Exercise prompt » In the material below, format everything from the line containing "Please trace the outline of every instance of the woman's face." down to and including the line containing "POLYGON ((120 102, 120" as a numbered list, with blank lines omitted.

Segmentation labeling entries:
+ + + +

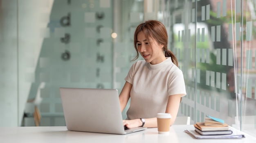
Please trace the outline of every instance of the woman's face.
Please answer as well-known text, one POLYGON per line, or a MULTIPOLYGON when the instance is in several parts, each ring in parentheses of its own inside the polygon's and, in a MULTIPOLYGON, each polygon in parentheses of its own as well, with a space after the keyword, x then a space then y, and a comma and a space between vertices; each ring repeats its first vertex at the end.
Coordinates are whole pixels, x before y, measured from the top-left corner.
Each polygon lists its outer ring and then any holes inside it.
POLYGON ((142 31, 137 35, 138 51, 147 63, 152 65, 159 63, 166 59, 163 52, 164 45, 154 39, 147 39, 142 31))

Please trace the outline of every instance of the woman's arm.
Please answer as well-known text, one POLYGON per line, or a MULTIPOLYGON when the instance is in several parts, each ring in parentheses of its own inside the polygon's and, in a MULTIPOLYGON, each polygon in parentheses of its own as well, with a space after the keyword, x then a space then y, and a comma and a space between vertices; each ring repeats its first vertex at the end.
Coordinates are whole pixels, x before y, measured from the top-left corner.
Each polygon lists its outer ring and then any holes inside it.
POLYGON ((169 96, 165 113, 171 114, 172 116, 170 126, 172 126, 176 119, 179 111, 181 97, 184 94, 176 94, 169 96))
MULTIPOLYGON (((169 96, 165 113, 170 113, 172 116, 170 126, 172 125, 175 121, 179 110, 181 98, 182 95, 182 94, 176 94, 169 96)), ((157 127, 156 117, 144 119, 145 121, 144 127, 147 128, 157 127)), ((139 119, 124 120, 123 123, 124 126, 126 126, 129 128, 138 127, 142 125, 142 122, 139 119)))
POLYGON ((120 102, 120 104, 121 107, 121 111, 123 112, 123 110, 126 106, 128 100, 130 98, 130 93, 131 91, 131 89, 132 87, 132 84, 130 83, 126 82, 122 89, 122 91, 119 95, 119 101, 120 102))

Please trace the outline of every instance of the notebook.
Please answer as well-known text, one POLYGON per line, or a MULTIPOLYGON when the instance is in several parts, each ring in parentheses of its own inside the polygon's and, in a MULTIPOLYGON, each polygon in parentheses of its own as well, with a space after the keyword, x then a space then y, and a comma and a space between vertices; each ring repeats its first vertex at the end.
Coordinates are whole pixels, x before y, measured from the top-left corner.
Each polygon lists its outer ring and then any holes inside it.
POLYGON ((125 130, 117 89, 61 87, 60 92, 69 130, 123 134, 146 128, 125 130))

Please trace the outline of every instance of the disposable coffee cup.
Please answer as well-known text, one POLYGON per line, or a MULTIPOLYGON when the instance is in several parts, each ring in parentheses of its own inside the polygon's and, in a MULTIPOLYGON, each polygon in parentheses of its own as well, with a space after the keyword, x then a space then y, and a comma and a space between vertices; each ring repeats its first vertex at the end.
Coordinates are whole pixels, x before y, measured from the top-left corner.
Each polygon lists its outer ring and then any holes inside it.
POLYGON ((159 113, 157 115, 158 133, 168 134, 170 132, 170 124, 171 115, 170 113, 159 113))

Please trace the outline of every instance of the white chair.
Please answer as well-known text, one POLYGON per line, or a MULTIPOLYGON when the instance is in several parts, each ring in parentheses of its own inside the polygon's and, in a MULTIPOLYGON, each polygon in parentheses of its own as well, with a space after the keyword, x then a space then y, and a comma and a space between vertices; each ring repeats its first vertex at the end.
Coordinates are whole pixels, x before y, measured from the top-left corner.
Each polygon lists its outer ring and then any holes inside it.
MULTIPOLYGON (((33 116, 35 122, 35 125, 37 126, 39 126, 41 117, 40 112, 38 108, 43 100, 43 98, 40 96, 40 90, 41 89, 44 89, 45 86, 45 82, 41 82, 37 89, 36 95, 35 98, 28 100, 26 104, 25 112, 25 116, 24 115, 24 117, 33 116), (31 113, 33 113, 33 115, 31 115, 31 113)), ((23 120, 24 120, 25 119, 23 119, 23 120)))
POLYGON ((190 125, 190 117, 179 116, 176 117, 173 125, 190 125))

+ + + +

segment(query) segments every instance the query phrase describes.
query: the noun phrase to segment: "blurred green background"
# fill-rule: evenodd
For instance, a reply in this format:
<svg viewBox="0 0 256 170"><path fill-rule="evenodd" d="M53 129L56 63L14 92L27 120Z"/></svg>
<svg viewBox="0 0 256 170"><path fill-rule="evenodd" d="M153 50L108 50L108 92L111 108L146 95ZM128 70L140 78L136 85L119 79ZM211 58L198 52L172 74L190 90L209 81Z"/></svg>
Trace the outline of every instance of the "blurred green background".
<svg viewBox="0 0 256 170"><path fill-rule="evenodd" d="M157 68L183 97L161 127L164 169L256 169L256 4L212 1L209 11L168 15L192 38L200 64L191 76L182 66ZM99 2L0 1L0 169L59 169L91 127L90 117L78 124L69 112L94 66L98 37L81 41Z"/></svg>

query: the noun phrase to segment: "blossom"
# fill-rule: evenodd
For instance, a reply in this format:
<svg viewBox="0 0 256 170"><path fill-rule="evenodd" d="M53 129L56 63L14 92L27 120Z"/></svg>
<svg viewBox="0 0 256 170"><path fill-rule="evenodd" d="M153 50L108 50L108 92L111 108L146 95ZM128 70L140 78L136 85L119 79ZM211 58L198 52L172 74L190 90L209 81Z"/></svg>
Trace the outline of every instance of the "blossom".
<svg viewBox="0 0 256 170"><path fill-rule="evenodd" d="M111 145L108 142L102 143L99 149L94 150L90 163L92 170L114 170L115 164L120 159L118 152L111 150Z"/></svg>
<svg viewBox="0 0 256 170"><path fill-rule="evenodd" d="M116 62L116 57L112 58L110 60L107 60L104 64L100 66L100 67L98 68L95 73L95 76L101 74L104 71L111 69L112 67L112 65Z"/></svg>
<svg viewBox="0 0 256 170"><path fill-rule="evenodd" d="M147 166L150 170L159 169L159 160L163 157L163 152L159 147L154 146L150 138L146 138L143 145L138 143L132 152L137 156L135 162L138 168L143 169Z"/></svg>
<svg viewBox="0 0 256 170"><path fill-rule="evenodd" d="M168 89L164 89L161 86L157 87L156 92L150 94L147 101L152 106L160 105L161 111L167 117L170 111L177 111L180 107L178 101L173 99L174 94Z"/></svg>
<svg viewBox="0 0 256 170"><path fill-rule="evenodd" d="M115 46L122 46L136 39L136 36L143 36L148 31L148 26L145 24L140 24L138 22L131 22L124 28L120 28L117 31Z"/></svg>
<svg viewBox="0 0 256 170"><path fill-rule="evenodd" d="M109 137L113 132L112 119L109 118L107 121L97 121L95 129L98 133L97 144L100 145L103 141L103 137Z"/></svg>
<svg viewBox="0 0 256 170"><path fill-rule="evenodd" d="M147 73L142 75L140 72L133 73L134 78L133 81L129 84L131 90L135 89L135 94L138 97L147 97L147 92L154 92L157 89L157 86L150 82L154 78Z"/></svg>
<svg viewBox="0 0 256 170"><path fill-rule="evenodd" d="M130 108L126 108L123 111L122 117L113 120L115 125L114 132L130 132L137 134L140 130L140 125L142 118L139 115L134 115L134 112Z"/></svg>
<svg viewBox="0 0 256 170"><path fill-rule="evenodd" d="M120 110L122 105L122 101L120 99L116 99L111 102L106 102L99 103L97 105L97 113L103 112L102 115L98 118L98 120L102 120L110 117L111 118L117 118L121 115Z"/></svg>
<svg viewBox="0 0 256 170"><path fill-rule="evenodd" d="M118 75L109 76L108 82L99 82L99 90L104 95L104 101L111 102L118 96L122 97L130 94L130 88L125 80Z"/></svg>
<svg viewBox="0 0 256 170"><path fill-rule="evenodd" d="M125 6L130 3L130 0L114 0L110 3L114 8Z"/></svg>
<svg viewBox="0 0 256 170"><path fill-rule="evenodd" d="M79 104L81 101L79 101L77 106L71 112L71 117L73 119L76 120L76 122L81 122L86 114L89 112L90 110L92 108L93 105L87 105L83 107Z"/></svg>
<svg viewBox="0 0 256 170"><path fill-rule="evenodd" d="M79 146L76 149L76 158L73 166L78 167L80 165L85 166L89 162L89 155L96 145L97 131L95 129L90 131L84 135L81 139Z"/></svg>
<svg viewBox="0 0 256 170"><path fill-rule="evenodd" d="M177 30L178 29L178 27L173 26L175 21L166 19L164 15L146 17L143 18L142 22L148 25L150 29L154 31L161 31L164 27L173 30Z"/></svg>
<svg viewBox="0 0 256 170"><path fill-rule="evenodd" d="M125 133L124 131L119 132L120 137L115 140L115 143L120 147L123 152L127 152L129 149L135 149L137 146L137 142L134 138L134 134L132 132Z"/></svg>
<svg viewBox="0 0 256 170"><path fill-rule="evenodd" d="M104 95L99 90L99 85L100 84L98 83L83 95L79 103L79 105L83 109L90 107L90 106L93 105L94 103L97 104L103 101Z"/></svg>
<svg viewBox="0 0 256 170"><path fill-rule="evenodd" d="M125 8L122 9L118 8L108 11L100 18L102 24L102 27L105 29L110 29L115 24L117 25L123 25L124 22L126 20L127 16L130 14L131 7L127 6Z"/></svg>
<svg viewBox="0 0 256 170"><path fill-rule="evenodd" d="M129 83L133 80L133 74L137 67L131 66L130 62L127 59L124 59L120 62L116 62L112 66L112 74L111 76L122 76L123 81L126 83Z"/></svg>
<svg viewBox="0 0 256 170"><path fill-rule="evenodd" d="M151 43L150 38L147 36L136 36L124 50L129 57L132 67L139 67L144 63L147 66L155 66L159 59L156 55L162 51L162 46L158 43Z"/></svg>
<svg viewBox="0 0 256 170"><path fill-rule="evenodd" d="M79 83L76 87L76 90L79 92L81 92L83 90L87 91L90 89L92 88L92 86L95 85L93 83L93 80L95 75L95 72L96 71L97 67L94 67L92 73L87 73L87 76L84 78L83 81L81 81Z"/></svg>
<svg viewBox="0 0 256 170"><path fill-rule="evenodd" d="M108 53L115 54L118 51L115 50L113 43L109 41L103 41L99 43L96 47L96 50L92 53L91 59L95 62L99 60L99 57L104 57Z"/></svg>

+ + + +

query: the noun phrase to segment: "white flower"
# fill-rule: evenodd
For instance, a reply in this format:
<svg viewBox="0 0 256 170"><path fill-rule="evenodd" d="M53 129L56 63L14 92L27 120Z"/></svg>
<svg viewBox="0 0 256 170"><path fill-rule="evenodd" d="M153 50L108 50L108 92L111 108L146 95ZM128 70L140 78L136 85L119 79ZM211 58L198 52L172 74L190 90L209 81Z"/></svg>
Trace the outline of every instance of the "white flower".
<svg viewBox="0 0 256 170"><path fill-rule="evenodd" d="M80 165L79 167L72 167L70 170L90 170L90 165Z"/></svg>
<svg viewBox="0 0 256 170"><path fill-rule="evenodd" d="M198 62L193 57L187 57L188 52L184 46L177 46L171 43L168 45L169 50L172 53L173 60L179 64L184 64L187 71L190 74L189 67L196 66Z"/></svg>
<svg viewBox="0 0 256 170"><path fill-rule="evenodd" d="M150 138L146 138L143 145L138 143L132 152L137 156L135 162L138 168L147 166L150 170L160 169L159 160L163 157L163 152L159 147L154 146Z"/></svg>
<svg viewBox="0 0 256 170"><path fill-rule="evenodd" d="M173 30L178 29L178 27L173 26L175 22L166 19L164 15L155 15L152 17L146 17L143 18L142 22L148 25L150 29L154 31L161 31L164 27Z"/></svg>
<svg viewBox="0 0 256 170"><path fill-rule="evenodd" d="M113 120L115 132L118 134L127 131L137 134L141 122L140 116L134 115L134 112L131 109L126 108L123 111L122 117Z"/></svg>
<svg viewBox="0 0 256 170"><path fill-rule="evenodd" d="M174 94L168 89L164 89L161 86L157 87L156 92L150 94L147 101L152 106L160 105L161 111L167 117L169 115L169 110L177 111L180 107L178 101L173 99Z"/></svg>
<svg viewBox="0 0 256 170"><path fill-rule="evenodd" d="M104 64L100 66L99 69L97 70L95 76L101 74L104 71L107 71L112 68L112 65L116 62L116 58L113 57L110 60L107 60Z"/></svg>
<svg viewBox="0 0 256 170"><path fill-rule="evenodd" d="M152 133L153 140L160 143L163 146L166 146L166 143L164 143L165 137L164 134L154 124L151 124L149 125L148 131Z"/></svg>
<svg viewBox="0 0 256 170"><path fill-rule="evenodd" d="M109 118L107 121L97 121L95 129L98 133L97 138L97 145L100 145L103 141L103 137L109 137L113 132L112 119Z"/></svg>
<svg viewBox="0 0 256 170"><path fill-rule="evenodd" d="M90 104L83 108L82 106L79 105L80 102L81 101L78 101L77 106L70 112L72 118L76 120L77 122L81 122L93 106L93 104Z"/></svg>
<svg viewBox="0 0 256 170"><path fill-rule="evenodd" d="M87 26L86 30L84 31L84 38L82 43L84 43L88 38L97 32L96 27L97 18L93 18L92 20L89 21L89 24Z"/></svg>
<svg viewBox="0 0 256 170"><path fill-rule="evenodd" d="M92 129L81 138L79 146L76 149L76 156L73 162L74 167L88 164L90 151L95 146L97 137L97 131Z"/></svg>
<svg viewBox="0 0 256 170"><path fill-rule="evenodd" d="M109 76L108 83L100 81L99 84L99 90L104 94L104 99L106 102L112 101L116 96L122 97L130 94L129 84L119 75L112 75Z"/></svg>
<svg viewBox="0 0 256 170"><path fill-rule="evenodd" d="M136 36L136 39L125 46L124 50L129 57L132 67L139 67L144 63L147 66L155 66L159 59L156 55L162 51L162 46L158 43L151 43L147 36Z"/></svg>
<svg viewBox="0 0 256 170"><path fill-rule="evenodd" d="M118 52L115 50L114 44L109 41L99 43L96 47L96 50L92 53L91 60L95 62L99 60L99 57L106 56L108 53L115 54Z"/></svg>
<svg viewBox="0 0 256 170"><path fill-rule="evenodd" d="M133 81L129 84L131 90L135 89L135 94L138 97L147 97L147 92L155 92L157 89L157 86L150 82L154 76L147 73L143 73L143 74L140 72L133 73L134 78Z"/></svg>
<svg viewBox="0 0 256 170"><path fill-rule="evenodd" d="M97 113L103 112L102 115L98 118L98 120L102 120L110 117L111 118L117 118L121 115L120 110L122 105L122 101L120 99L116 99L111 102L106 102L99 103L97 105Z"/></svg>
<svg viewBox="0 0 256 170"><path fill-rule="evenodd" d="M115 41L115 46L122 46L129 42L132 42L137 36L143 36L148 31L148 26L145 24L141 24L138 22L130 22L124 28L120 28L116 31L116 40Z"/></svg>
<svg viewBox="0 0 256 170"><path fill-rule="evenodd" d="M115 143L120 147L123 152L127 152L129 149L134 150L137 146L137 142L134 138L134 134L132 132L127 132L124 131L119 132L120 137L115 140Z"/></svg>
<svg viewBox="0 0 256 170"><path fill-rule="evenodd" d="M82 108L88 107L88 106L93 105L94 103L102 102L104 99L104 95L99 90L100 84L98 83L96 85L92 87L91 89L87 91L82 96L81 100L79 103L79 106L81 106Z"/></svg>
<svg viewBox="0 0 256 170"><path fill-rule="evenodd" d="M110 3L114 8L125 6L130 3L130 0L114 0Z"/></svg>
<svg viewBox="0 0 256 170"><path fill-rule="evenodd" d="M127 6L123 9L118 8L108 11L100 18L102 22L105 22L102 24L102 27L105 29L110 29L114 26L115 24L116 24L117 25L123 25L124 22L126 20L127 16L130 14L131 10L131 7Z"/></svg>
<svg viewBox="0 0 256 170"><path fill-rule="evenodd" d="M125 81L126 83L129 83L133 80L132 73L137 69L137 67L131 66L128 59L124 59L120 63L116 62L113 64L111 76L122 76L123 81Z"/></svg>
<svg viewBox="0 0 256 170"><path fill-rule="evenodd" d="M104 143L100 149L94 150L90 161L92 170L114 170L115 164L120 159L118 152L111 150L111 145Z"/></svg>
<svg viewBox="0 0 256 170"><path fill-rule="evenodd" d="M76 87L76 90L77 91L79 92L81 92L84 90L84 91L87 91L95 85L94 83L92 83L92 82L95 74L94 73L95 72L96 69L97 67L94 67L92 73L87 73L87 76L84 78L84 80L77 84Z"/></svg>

+ + + +

Reply »
1. Please trace the outline of every instance of the woman's face.
2. Please answer as well-known text, one POLYGON per line, or a MULTIPOLYGON when the instance is in several parts, each ring in parentheses of its own inside the polygon's and, in a MULTIPOLYGON, each polygon in parentheses of its own as well, with a space after the keyword, x then a space then y, and a comma and a space between vertices; each ring repeats its first vertex at the end.
3. Coordinates are whole pixels, x before y, measured from the top-left corner.
4. Each polygon lists its outer ring and then any holes inside it.
5. POLYGON ((142 31, 137 35, 138 51, 147 63, 152 65, 159 63, 166 59, 163 52, 164 45, 154 39, 147 39, 142 31))
6. Please trace the outline of every instance of the woman's arm.
7. Please answer as well-known text, one POLYGON per line, or a MULTIPOLYGON when the instance is in several parts, each ring in parentheses of its own inside the polygon's and, in a MULTIPOLYGON, each polygon in parentheses of its own as well, with a space after the keyword, x then a space then y, and a comma and a space between vertices; each ring repeats its first vertex at the end.
8. Coordinates are whole pixels, x before y, measured from the top-left corner.
9. Each polygon lists its outer ring and then any holes inside it.
10. POLYGON ((169 96, 165 113, 171 114, 172 116, 170 126, 172 126, 176 119, 179 111, 181 97, 184 94, 176 94, 169 96))
11. MULTIPOLYGON (((169 96, 165 113, 170 113, 172 116, 170 126, 172 125, 175 121, 179 110, 181 98, 182 95, 182 94, 176 94, 169 96)), ((157 127, 156 117, 144 119, 145 121, 144 127, 147 128, 157 127)), ((139 119, 124 120, 123 123, 124 126, 126 126, 129 128, 138 127, 142 125, 142 122, 139 119)))
12. POLYGON ((120 102, 120 104, 121 107, 121 111, 123 112, 123 110, 126 106, 128 100, 130 98, 130 93, 131 91, 131 89, 132 87, 132 84, 130 83, 126 82, 122 89, 122 91, 119 95, 119 101, 120 102))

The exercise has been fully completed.